_DIRECTIONS FOR THIS TASK_: Report every line in the entries below that contains the word "vaulted", matching case exactly.
━━━━━━━━━━━━━━━━━━━━
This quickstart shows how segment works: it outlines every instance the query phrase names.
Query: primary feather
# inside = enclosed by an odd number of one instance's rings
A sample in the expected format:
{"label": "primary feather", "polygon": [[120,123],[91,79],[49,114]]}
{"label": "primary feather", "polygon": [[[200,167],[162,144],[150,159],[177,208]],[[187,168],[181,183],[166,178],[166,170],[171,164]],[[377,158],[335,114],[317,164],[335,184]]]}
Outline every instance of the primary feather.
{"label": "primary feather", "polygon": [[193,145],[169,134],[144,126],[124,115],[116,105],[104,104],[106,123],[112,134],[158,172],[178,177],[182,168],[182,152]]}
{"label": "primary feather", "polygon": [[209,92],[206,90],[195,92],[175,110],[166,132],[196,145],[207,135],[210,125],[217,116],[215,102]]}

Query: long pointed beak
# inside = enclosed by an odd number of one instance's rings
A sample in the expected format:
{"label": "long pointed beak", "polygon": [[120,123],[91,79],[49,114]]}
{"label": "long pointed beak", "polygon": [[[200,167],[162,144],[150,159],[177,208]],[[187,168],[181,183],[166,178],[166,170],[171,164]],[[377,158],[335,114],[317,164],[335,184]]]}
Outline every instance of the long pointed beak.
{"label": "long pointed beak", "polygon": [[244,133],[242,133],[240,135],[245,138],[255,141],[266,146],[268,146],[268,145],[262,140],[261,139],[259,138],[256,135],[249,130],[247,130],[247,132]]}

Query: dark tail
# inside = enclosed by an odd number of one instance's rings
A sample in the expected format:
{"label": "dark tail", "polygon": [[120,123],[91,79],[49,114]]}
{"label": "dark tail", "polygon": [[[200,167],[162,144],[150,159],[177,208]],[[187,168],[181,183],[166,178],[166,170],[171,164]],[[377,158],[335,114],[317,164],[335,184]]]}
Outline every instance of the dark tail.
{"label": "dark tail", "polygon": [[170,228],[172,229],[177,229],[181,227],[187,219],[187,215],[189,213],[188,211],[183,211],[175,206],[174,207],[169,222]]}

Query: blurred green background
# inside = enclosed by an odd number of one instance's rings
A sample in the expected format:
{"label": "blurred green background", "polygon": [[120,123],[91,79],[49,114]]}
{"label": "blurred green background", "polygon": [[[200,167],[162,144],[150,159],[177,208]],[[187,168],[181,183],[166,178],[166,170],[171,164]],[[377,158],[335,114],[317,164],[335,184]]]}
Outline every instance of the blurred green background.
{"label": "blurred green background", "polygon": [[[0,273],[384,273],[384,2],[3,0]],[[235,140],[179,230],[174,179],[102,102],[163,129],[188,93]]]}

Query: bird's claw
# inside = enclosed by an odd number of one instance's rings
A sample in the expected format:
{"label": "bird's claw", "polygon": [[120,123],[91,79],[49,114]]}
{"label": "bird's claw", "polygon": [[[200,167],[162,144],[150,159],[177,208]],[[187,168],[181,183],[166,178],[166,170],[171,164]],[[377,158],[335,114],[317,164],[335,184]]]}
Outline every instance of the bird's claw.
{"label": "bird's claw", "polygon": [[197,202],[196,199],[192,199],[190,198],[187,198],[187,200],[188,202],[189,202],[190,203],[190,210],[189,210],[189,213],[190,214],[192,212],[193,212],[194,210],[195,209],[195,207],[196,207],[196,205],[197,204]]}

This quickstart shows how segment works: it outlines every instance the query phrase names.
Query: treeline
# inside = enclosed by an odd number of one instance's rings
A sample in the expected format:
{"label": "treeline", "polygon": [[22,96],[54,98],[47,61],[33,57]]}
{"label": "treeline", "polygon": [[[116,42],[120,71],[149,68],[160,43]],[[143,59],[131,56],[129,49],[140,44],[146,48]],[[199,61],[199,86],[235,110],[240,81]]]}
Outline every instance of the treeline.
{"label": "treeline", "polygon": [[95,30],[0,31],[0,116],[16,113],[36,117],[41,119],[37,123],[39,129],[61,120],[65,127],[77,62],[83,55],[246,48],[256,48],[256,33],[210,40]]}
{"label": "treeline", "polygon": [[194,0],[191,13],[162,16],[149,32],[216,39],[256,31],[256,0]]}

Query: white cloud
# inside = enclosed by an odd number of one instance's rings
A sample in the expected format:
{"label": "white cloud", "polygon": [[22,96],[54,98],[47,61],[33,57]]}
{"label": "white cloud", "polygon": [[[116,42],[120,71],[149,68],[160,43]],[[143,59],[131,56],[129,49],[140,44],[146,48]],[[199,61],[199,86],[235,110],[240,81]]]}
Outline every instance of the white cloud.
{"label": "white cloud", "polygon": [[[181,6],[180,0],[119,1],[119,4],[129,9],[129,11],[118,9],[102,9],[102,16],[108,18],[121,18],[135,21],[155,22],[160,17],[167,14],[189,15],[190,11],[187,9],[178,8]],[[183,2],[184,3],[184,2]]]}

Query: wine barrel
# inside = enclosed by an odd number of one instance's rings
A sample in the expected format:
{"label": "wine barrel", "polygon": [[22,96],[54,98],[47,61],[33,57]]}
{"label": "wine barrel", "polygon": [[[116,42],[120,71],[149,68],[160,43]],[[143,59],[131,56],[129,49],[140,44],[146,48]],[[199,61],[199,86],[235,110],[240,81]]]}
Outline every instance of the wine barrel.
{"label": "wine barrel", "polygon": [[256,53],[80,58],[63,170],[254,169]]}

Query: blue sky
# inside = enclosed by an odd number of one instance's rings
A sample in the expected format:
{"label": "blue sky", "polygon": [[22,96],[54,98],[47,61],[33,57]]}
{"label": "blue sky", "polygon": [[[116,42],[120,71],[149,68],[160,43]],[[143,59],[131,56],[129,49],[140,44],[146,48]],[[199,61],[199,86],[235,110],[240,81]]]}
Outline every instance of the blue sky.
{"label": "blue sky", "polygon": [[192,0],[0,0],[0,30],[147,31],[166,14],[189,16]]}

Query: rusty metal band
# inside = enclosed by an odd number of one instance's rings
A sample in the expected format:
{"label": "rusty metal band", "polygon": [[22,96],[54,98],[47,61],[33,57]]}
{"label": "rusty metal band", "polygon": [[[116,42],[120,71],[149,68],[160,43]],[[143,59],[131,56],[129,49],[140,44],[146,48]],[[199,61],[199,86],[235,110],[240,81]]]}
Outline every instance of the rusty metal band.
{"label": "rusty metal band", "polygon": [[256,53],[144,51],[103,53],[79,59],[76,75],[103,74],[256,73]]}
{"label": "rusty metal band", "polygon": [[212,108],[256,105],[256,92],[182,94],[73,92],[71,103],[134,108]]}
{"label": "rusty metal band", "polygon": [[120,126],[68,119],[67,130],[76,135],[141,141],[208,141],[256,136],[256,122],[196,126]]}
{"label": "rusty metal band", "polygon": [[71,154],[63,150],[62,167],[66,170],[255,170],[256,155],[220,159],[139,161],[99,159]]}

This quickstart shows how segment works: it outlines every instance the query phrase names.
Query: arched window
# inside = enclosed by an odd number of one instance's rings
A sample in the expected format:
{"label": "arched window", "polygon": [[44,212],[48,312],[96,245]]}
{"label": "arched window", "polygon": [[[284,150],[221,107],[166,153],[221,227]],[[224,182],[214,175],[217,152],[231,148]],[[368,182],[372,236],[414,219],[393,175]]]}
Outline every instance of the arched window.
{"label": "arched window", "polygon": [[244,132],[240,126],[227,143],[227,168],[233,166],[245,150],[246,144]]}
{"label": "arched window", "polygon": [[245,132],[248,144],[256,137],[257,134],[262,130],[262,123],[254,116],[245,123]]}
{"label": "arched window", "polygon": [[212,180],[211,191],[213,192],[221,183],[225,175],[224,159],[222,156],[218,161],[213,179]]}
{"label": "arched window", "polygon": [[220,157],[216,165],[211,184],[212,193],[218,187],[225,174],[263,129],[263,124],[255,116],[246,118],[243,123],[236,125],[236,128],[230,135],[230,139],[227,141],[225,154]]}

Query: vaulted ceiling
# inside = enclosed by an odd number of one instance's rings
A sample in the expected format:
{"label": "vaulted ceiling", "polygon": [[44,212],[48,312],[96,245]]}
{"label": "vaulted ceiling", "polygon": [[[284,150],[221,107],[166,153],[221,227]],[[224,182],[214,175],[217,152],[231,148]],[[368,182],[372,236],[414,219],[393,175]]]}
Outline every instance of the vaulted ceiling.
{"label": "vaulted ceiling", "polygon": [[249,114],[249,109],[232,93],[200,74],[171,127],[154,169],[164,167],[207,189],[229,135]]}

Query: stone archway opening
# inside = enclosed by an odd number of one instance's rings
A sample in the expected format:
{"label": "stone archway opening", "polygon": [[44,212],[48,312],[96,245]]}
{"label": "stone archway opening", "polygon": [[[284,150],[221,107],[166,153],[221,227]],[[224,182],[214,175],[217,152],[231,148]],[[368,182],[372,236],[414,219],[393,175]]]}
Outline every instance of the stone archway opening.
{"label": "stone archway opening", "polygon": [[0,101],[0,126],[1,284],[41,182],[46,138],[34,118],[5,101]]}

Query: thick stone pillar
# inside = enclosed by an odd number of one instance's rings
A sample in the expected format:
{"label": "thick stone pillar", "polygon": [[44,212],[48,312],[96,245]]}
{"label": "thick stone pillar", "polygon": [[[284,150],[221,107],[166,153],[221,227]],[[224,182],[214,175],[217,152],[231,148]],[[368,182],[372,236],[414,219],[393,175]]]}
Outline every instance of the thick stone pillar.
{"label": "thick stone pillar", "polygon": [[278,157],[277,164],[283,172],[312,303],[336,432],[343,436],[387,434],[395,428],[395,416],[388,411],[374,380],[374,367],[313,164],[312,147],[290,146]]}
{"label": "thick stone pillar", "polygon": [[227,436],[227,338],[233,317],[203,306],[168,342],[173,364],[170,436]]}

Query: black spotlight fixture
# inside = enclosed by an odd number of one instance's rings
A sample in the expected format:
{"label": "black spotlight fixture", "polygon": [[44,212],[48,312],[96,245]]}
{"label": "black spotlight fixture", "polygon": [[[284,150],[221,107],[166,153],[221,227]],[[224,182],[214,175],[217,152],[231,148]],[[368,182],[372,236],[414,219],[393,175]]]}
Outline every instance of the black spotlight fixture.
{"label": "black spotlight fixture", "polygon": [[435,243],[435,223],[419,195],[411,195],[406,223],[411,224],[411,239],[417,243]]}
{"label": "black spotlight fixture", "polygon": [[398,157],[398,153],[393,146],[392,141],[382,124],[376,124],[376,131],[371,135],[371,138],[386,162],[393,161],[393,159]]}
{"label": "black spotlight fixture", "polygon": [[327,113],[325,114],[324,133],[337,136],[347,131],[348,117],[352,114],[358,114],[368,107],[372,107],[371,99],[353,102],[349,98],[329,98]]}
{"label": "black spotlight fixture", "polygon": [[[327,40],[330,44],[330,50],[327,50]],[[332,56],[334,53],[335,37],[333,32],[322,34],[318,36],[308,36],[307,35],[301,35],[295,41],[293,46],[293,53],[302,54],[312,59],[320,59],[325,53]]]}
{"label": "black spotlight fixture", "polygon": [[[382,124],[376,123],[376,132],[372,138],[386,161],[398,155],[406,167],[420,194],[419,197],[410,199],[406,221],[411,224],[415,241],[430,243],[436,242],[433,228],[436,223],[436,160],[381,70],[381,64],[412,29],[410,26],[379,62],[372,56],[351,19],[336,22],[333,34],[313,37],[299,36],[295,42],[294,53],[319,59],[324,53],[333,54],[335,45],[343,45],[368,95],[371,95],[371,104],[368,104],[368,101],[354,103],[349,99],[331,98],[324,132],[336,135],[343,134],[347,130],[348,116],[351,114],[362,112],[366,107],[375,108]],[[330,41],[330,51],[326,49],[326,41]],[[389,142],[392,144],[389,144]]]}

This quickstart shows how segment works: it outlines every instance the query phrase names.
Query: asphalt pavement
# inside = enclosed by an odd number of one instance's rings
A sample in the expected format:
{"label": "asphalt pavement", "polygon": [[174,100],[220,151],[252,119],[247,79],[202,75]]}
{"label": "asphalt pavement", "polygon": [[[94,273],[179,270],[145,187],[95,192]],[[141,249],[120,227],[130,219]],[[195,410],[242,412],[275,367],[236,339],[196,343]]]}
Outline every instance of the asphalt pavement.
━━━━━━━━━━━━━━━━━━━━
_COMPLETE ANSWER_:
Query: vaulted ceiling
{"label": "vaulted ceiling", "polygon": [[44,212],[48,312],[96,245]]}
{"label": "vaulted ceiling", "polygon": [[[284,150],[221,107],[166,153],[221,227]],[[224,182],[214,175],[217,152],[231,148]],[[368,182],[372,236],[414,219],[393,175]]]}
Outline every instance of the vaulted ceiling.
{"label": "vaulted ceiling", "polygon": [[249,114],[249,109],[232,93],[200,74],[171,127],[154,169],[164,167],[207,189],[229,135]]}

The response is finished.